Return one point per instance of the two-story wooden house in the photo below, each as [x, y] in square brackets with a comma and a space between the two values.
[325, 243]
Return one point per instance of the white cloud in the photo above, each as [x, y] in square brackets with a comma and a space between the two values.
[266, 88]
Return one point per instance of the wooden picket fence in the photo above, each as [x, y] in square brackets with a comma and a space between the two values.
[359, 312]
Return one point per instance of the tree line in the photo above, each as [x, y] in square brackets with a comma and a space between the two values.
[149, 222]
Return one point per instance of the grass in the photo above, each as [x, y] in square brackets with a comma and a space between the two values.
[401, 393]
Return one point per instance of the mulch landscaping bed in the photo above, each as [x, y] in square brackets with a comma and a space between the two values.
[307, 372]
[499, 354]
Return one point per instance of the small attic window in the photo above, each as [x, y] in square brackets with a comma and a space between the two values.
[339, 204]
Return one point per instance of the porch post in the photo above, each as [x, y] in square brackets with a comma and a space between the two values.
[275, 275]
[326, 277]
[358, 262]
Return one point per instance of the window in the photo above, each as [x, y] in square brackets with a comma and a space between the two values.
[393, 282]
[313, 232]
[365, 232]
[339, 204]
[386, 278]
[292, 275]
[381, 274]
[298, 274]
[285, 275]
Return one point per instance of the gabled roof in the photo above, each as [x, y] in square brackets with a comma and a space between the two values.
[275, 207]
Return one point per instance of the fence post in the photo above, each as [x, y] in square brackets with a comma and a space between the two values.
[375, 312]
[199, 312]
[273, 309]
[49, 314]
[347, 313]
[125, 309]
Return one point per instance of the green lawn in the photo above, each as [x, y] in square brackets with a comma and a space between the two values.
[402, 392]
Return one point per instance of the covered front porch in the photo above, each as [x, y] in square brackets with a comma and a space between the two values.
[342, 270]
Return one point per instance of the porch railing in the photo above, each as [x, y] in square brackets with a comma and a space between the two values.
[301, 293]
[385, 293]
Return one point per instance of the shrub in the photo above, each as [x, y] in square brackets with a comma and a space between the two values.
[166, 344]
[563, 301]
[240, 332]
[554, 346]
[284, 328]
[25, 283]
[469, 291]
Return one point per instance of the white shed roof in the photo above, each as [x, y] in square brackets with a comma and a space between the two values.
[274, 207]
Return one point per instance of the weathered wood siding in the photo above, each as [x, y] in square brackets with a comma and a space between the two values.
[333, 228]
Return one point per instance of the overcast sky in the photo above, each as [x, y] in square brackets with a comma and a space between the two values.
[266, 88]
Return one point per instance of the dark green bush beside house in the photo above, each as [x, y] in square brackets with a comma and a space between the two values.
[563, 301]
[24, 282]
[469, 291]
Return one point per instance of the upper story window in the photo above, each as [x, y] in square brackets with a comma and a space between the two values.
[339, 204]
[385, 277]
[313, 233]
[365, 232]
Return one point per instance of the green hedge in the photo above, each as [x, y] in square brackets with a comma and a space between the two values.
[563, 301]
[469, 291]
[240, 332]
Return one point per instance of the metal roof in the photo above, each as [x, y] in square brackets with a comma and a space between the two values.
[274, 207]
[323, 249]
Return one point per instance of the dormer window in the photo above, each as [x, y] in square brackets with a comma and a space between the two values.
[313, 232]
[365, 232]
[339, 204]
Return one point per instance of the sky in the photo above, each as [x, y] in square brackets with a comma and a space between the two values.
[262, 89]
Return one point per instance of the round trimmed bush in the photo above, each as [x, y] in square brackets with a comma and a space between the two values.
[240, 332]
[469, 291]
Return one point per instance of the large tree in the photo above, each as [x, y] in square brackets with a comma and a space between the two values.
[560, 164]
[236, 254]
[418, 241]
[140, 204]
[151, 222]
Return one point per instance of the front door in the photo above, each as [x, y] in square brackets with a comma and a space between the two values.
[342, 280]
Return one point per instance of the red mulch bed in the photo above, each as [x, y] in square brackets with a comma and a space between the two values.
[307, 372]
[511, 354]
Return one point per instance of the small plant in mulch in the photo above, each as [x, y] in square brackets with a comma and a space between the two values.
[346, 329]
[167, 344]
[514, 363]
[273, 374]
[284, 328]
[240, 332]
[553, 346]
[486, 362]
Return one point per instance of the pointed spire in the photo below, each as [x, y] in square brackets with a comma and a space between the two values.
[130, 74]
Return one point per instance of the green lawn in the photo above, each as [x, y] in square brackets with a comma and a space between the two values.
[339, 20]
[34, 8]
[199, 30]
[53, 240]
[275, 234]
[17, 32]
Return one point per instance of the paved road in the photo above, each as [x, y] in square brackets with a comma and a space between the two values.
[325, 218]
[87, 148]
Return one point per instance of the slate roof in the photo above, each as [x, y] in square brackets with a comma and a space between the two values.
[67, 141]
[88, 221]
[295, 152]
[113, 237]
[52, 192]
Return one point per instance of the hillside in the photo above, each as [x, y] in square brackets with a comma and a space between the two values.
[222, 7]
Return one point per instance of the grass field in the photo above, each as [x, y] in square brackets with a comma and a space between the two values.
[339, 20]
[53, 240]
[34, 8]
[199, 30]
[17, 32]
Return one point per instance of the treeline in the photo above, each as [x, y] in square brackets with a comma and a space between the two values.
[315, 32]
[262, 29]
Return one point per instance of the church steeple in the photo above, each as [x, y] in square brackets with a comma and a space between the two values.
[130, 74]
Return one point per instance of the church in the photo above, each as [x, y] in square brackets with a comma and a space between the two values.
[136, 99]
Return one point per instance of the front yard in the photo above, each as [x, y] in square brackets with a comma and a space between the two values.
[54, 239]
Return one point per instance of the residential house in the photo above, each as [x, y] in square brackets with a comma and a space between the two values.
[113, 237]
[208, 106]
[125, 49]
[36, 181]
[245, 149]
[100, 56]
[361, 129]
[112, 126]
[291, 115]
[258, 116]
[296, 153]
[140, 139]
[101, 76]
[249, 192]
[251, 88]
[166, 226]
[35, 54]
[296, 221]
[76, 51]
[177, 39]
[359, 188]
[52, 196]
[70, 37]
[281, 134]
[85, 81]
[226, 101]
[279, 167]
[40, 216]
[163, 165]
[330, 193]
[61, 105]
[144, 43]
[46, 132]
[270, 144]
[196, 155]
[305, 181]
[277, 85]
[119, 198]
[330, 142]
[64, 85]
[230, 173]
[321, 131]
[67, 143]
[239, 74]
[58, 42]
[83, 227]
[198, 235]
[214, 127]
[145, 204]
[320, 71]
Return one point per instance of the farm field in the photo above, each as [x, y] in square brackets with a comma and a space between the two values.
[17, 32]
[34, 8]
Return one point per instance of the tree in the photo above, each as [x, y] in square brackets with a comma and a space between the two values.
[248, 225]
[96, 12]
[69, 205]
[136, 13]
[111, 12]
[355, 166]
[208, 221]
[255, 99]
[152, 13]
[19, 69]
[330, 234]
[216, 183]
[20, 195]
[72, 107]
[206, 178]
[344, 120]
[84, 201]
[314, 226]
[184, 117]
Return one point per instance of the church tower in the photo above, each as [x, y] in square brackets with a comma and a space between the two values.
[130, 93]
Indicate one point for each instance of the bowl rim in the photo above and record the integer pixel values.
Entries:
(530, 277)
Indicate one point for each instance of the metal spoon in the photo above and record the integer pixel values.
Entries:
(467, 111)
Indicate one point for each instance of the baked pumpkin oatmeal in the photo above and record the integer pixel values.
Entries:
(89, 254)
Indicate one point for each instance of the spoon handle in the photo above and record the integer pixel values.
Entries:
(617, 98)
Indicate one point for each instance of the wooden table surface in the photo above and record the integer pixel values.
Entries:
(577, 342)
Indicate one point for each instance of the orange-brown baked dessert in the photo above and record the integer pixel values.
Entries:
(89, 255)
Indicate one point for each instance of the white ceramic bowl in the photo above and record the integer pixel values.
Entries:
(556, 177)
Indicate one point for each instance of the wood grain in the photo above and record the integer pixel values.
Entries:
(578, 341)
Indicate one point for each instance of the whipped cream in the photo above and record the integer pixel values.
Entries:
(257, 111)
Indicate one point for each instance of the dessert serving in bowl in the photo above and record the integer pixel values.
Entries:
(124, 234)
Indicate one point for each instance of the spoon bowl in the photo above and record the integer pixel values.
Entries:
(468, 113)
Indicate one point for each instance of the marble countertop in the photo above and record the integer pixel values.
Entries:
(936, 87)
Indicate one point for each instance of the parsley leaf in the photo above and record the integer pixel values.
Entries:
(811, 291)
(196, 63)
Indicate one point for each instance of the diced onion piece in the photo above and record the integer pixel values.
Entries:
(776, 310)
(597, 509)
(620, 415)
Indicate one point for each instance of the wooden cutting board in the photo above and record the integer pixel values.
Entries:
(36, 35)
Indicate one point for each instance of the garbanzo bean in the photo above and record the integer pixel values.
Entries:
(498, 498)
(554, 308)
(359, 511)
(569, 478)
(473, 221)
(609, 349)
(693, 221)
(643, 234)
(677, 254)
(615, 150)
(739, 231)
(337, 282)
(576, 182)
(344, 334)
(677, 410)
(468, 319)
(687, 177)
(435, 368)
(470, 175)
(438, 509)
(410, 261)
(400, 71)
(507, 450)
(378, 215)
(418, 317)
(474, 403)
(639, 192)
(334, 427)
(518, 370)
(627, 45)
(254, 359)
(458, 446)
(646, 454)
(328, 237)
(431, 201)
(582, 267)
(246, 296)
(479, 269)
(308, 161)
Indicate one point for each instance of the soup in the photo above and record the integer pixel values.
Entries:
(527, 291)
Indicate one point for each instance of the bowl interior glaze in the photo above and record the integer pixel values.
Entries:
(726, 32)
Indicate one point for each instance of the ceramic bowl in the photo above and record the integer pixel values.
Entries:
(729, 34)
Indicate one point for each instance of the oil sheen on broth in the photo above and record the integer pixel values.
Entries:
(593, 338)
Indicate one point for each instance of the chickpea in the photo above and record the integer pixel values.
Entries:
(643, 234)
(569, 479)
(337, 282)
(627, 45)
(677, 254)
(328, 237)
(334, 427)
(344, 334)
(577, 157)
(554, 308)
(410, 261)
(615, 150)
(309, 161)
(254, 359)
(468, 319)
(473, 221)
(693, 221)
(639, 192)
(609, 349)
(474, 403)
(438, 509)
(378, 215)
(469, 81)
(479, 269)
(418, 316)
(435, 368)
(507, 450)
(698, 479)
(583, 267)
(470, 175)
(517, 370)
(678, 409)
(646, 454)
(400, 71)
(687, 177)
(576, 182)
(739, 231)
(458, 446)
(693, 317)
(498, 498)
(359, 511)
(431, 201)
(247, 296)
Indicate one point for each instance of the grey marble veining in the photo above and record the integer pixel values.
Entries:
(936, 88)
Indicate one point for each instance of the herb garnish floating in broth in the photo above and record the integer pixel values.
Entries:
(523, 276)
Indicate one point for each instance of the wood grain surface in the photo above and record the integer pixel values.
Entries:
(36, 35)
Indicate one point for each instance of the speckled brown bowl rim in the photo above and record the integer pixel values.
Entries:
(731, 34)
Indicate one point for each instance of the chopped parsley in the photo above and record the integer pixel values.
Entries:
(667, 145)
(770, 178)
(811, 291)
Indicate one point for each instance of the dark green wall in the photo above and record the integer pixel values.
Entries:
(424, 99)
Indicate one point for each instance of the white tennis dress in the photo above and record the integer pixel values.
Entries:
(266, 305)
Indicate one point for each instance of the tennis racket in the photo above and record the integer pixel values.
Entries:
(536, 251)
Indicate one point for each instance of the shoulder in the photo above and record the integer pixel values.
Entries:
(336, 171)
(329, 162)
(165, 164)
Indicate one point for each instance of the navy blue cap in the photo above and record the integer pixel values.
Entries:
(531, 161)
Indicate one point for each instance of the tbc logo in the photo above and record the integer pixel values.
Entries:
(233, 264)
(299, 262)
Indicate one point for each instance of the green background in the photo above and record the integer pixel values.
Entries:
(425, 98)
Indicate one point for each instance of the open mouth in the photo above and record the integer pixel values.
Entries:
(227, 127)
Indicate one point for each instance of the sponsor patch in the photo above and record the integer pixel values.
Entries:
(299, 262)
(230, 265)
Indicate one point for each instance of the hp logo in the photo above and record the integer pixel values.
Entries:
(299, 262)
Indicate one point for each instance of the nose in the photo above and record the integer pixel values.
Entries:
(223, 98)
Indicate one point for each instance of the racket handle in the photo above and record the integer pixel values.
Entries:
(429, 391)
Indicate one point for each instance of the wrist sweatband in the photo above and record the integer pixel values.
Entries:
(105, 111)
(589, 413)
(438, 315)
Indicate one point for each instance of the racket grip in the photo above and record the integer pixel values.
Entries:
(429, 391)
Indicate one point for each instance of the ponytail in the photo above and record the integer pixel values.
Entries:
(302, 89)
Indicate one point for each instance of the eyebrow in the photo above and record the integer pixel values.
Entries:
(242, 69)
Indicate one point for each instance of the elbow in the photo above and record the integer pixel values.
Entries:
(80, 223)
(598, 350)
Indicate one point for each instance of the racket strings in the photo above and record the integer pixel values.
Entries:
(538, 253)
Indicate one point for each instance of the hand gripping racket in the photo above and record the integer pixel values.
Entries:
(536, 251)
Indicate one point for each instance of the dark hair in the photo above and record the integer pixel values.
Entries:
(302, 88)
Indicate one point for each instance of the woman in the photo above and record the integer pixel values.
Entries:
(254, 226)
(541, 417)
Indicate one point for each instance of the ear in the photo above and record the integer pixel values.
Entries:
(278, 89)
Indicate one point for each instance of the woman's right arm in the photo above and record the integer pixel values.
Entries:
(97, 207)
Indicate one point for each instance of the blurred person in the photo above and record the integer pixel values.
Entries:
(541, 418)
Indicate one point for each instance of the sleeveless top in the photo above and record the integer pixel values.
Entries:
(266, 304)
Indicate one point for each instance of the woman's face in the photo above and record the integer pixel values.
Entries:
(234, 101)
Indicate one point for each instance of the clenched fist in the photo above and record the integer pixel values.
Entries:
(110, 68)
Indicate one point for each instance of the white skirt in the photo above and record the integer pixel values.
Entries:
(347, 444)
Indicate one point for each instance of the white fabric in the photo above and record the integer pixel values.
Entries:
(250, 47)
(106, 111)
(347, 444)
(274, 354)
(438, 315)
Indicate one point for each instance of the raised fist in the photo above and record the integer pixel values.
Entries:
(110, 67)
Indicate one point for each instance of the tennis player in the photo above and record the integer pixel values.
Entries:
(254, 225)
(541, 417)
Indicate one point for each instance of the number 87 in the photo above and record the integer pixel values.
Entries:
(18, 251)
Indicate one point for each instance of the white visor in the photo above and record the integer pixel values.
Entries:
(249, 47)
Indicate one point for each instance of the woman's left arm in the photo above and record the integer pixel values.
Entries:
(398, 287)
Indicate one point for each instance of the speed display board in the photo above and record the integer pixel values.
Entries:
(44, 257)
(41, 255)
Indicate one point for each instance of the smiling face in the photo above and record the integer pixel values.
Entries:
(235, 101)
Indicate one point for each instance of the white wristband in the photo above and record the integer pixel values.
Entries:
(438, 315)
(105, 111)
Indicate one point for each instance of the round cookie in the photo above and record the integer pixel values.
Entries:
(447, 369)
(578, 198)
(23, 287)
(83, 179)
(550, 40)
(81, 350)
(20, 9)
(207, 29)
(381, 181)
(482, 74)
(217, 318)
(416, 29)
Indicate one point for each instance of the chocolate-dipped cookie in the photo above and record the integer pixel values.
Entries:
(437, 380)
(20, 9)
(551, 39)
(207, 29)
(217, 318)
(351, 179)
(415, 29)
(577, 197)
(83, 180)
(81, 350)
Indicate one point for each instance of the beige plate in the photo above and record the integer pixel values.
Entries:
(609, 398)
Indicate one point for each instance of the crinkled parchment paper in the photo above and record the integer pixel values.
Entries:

--------

What needs to be done
Report each line of the entries where the word "fist" occurs.

Answer space
Indicate one point for each instance of the clenched fist in the photo above and record the integer pixel values.
Indicate one point for each instance of the raised fist in the photo above and record the integer pixel values.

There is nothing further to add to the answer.